*Given instruction A*
Collect each line of the records that contains the string "sculpture", and treat uppercase and lowercase as different.

*Passage given*
>> start

Matt Orsini was another of my favourite people from the show. It bugs me to no end that his time in LA was cut down to about 2 seconds on screen (if that- it was a flash across the screen, at best!). He was one of the most friendly, passionate cooks there, and I was NOT alone in just assuming that he’d make it through the first round.

Whoops. Coming back from my forced grocery trip to find that he had gotten eliminated – not even being able to say goodbye! – was rough.

A few months after we went home, though, Matt was able to come visit me in Minneapolis, and we spent a fun day cooking, videotaping the cooking, drinking wine, and generally catching up. It was great – and the video we made of him making this dish is embedded at the end of this post!

Be sure to follow Matt on his blog, Italy to Dallas, and on Twitter: @ItalyToDallas.

Here’s Matt!

Ravioli is a dish that I cook quite regularly. It brings me back to the flavors and aromas of Italy that I love so much. My great grandparents are from Italy and I just love what the Italian family is all about, food.

While making pasta from scratch may seem daunting at first it is actually very simple, and here is a little secret you don’t need any equipment to make it from scratch. All you need are your hands and the mind to really get in there. Don’t be afraid to get dirty.

Spinach Pine Nut Ravioli in Brown Butter Sauce

¼ cup of whole milk ricotta cheese strained in a cheese cloth (will explain later)
Olive oil
One onion finely chopped
Olive oil
Black pepper
One clove crushed garlic
Either 1/4- ½ tsp of ground nutmeg or one half of a nutmeg finely grated
One bag of fresh spinach, washed and drained
Juice of two lemons
Salt
Zest of one lemon
One small bag of pine nuts
¼ cup grated Parmesan

1/4 cup of semolina flour
1 ¼ cup of all-purpose flour
Three eggs, beaten

One egg beaten

One stick of butter
Honey
8 sage leaves finally chopped

About a 1/3 cup of fresh grated Parmesan

The first thing I always do is have all my ingredients separated out.

Take the ¼ cup of ricotta cheese and wrap it in a cheese cloth. Tie it over the sink and let strain.

Once you have all these ingredients separated out you will want to go ahead and turn the heat up to medium on one pan lightly coated in olive oil. Once it has heated a bit, add the chopped onion. You will want to make sure the onions are fully caramelized before you pull them.

Go ahead and heat up another pan on the side. Check your onions and stir. The onions should be caramelized by now, so you will want to pull them and set aside.

Add a little olive oil, black pepper, the crushed garlic, and grated nutmeg to the other heated up pan. Once the garlic begins to caramelize add in the spinach and half of the squeezed lemon juice Grind some fresh salt over and stir to incorporate.

Sautee the spinach fully and add a little more nutmeg, the lemon zest, and black pepper on top of the spinach. Remember the most important thing is to TASTE AND TASTE! Always adjust as needed. If it needs salt add more. Go ahead and remove the spinach from the pan and fully strain. Set aside to cool.

Toast your pine nuts in a small pan until they have reached a golden light brown color. Pine nuts overcook easily so remember to keep an eye on them. Pull them and set aside.

>> end

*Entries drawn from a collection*
>> start

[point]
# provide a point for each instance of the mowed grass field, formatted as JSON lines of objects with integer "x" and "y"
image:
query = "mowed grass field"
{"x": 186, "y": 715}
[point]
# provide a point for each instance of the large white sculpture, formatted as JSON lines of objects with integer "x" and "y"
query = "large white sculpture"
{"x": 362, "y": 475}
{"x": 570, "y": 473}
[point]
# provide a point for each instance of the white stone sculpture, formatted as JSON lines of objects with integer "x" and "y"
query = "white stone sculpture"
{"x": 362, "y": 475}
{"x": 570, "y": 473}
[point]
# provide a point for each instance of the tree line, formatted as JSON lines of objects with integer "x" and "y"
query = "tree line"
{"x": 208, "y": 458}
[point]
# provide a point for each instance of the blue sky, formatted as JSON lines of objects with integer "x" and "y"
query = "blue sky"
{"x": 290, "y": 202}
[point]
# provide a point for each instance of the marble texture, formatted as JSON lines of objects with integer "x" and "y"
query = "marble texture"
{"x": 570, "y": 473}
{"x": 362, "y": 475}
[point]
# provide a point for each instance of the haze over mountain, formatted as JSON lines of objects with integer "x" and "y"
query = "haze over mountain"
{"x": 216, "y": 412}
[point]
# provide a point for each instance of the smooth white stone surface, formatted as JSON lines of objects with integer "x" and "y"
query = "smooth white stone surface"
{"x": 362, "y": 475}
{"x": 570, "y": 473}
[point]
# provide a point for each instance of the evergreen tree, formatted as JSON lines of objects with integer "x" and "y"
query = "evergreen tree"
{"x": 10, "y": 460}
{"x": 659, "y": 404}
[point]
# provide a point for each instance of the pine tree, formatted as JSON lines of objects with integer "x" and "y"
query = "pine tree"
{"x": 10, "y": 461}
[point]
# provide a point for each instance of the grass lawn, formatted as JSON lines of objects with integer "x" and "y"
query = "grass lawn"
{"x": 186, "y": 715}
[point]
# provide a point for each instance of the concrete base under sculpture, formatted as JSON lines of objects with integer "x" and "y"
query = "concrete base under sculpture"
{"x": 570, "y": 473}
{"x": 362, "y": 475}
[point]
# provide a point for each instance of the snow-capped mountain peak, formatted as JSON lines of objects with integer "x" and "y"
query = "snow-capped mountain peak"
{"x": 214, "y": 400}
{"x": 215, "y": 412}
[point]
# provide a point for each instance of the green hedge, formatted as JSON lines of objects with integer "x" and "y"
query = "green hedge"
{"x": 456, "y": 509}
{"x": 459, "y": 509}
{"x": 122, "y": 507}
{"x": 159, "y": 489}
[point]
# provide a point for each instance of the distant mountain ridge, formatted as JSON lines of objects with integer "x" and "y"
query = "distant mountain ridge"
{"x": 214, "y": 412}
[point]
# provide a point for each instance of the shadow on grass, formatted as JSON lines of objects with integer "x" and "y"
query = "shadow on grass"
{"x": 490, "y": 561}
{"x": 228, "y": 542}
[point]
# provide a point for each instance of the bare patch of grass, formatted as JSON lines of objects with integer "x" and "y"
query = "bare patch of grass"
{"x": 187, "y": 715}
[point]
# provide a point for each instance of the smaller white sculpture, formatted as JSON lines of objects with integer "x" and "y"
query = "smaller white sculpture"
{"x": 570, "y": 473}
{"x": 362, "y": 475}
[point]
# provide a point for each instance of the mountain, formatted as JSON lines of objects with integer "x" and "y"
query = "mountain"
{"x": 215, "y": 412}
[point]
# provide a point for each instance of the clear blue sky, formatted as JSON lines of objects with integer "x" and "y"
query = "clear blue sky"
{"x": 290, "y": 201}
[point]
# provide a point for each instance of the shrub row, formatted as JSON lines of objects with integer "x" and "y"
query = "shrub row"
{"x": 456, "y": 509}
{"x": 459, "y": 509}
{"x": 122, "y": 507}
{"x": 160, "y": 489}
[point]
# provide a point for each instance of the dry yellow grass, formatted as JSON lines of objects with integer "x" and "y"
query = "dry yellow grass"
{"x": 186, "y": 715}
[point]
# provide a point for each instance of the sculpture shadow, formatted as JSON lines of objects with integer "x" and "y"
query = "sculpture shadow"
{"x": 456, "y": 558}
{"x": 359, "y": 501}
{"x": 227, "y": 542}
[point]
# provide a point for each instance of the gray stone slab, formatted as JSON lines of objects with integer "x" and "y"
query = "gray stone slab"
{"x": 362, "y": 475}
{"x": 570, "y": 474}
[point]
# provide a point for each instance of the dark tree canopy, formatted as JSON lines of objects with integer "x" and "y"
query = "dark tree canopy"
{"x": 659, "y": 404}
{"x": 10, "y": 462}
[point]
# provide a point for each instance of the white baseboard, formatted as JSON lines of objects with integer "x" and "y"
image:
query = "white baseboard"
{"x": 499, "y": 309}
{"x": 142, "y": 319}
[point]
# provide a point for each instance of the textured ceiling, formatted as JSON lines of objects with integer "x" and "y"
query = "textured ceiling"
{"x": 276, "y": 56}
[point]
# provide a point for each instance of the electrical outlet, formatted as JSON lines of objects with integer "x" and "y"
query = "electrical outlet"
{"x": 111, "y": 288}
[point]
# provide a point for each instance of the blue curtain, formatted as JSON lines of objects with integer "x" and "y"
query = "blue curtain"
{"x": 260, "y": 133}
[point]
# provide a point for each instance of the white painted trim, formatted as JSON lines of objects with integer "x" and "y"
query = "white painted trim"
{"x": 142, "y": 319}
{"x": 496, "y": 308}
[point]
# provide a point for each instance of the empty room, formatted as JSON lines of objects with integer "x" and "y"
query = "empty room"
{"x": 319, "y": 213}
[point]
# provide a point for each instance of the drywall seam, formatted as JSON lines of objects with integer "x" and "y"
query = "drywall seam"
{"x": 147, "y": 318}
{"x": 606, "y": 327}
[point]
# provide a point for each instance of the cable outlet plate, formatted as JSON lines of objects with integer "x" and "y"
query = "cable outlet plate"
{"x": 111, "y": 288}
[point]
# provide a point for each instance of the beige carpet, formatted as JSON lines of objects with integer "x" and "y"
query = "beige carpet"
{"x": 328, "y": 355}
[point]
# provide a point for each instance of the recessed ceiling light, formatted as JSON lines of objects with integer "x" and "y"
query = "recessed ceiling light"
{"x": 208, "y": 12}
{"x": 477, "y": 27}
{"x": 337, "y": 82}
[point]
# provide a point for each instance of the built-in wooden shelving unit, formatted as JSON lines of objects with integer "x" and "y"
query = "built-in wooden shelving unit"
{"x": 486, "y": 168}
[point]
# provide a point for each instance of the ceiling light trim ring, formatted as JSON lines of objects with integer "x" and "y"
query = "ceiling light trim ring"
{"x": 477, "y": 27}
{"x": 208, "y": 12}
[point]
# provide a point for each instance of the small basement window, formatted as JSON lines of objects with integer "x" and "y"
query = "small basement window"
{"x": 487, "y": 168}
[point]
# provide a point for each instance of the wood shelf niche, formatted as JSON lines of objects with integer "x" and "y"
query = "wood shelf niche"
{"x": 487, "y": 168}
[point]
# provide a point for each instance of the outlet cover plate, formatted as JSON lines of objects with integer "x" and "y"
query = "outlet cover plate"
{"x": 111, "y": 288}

>> end

*Given instruction B*
Echo the ravioli post word for word between "Go ahead and heat" and "them. Pull them and set aside.", inclusive.

*Complete output A*
# provide a point for each instance of the large white sculpture, formatted as JSON lines of objects with integer "x" and "y"
query = "large white sculpture"
# provide a point for each instance of the white stone sculpture, formatted as JSON lines of objects with integer "x" and "y"
query = "white stone sculpture"
# provide a point for each instance of the concrete base under sculpture, formatted as JSON lines of objects with integer "x" and "y"
query = "concrete base under sculpture"
# provide a point for each instance of the smaller white sculpture, formatted as JSON lines of objects with integer "x" and "y"
query = "smaller white sculpture"
# provide a point for each instance of the sculpture shadow, formatted as JSON lines of objects with integer "x" and "y"
query = "sculpture shadow"

*Complete output B*
Go ahead and heat up another pan on the side. Check your onions and stir. The onions should be caramelized by now, so you will want to pull them and set aside.

Add a little olive oil, black pepper, the crushed garlic, and grated nutmeg to the other heated up pan. Once the garlic begins to caramelize add in the spinach and half of the squeezed lemon juice Grind some fresh salt over and stir to incorporate.

Sautee the spinach fully and add a little more nutmeg, the lemon zest, and black pepper on top of the spinach. Remember the most important thing is to TASTE AND TASTE! Always adjust as needed. If it needs salt add more. Go ahead and remove the spinach from the pan and fully strain. Set aside to cool.

Toast your pine nuts in a small pan until they have reached a golden light brown color. Pine nuts overcook easily so remember to keep an eye on them. Pull them and set aside.